Requirement 1:
Answer these questions from the 1924 Chatham Cup passage.
(a) Which annual nationwide knockout football competition in New Zealand was the 1924 Chatham Cup?
(b) How many teams from the Wellington region took part?
(c) Which team is known to have been the only Otago entrant?
Requirement 2: Write the next part of the 1924 Chatham Cup passage, starting after its last sentence.

(Beginning of Text block)

The 1924 Chatham Cup was the second annual nationwide knockout football competition in New Zealand.

The competition was run on a regional basis, with the numerous local associations being grouped in with the four major regional associations (Auckland, Wellington, Canterbury, and Otago) in qualifying, with each of these four regions being represented in semi-finals by one team, followed by northern and southern semi-finals and a national final. Ten teams from the Wellington region took part, and it is known that Seacliff were the only Otago entrants (North Otago, the home of Oamaru Rangers, being counted as a separate region).

(End of Text block)
(Beginning of Input data)

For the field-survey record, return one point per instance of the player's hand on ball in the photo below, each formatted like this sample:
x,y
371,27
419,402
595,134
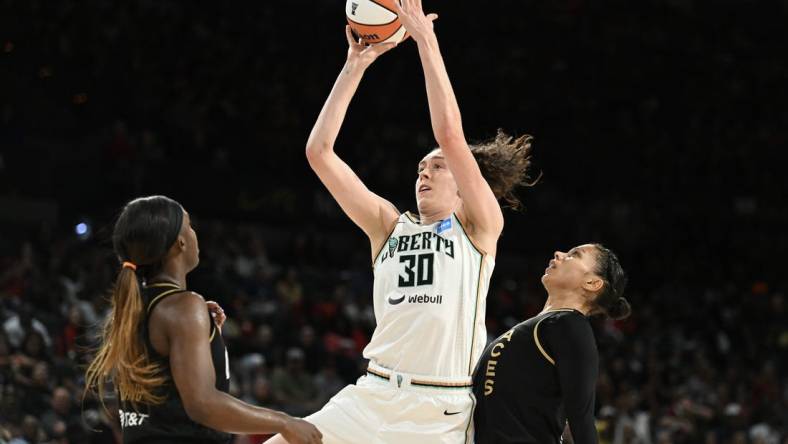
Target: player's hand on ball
x,y
217,313
412,17
298,431
362,55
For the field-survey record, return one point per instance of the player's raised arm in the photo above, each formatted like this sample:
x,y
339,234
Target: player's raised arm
x,y
369,211
480,206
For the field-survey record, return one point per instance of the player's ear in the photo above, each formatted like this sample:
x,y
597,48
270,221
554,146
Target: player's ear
x,y
593,283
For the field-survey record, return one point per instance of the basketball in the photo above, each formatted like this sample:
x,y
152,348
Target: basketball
x,y
374,21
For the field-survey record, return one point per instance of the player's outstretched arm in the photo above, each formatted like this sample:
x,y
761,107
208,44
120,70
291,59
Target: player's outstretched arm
x,y
186,324
480,206
369,211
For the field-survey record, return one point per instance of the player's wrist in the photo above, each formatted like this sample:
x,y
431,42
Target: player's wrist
x,y
427,40
354,66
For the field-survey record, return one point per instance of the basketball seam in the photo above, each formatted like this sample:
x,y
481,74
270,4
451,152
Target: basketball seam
x,y
376,24
385,7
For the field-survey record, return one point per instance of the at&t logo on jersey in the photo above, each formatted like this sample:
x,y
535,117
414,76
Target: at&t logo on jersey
x,y
416,299
131,419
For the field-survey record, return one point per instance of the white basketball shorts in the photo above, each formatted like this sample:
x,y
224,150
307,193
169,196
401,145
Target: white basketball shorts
x,y
397,408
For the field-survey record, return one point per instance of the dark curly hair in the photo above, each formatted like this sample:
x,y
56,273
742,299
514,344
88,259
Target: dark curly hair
x,y
505,162
610,301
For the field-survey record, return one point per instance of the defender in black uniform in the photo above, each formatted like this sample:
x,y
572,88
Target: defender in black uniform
x,y
161,349
540,375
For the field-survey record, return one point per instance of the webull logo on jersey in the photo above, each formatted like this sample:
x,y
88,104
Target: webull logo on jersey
x,y
420,241
416,299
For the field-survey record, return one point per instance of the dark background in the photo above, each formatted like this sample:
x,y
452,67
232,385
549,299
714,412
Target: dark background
x,y
659,127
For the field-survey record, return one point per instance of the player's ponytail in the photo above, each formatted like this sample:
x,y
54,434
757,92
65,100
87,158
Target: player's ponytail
x,y
610,301
143,235
505,162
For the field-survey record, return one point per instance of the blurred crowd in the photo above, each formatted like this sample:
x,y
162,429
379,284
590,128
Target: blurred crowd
x,y
658,125
689,367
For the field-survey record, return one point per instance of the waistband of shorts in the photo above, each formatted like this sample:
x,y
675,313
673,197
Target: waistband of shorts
x,y
401,379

(End of Input data)

Task answer 1:
(a) The second.
(b) Ten.
(c) Seacliff.

Task answer 2:
In the Waikato region (South Auckland FA) there were four entries from Pukemiro, Rotowaro, Junction Athletic (Pukemiro Junction) and Glen Massey. The South Auckland Football Association initially ran its cup qualifiers in conjunction with its local northern league fixtures eventually resulting in all four clubs being tied on the same points. The NZFA was consulted on a ruling which was then left in the hands of the South Auckland FA. The qualifying matches, without Rotowaro, were then rescheduled by the South Auckland FA in late July. Glen Massey then protested the arranged fixture at Pukemiro but the South Auckland FA chose not to act. The sole fixture for qualification from the South Auckland FA was played at Pukemiro on 28 July between Pukemiro and Pukemiro Junction Athletic.

Whakatu was the sole entry from Hawke's Bay. Hastings United intimated to the NZFA about joining the competition but the application was too late.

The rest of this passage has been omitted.